Wybrany tekst:
..............................
Dla Julii info. Dziś buszując po indiańskich artesaniach kupiliśmy Ci ponczo, oryginalne, mam nadzieję, że nie za bardzo....
Byliśmy dziś w małej wiosce w okolicy San Cristobal de Las Casas, gdzie w miejscowym kościele, a raczej budynku kościelnym wypełnionym kapliczkami świętych Indianie odprawiają półpogańskie obrzędy. W kościele brak tabernakulum czy innych katolickich atrybutów, jest za to igliwie na podłodze, na którym całymi rodzinami rozsiadają się Indianie, stawiają różnorakie świeczki, ustawiając je w wymyślne konstrukcje, jedzą i śpiewają modły. Za zrobienie zdjęcia można dostać w mordę, więc nie go zrobiliśmy. Za zdjęcia na pobliskim targu zostałam obrzucona kapslami.
..............................
Zapisane dane:

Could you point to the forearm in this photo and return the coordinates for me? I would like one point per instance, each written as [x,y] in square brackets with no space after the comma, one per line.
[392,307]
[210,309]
..............................
Zadania do wykonania:
A – Zwróć z wpisu o wiosce pod San Cristobal de Las Casas cały fragment od „Dla Julii info.” aż do „zostałam obrzucona kapslami.”.
B – Dopisz dalszą część wpisu o wiosce pod San Cristobal de Las Casas, zaczynając po jego ostatnim zdaniu.

Odpowiedzi do zadań:
A –
Dla Julii info. Dziś buszując po indiańskich artesaniach kupiliśmy Ci ponczo, oryginalne, mam nadzieję, że nie za bardzo....
Byliśmy dziś w małej wiosce w okolicy San Cristobal de Las Casas, gdzie w miejscowym kościele, a raczej budynku kościelnym wypełnionym kapliczkami świętych Indianie odprawiają półpogańskie obrzędy. W kościele brak tabernakulum czy innych katolickich atrybutów, jest za to igliwie na podłodze, na którym całymi rodzinami rozsiadają się Indianie, stawiają różnorakie świeczki, ustawiając je w wymyślne konstrukcje, jedzą i śpiewają modły. Za zrobienie zdjęcia można dostać w mordę, więc nie go zrobiliśmy. Za zdjęcia na pobliskim targu zostałam obrzucona kapslami.

B –
Mam jeszcze jedno nowe doznanie. Moja natura etnografa starła się dziś z naturą matczyną. Gdy jechaliśmy collectivo do owej wioski siedziałam obok dwóch Indianek z dwójką dzieci. Nie mam nic przeciwko Indiankom i ich dzieciom, wręcz przeciwnie. Jako etnograf darzę je sympatią, a nawet trochę mnie fascynują, ale cieszyłam się, ze Franito siedział z przodu z Pitą, bo dzieciątka indiańskie były przeraźliwie brudne i miały ślady ospy na twarzy. No więc Franka bym przy nich nie posadziła. Niech zapoznaje się z bliska z innością, jak będzie nieco starszy.
Czy nasz synek coś będzie miał z tej podróży? Oczywiście, dostał dziś w prezencie zapatystę na filcowym koniu i grzechotkę z tykwy. No i jeszcze kolorowe portki.
Poza tym staliśmy się od wczoraj obiektem do zdjęć. Miejscowi robią nam je z ukrycia, tak jak ja Indiankom. Ciekawi jesteśmy zarówno dla tubylców, jak i innych turystów.
a zdjęcia stąd nie wiem, czy będą kiedykolwiek, bo tutejszy inter to jakiś żółw.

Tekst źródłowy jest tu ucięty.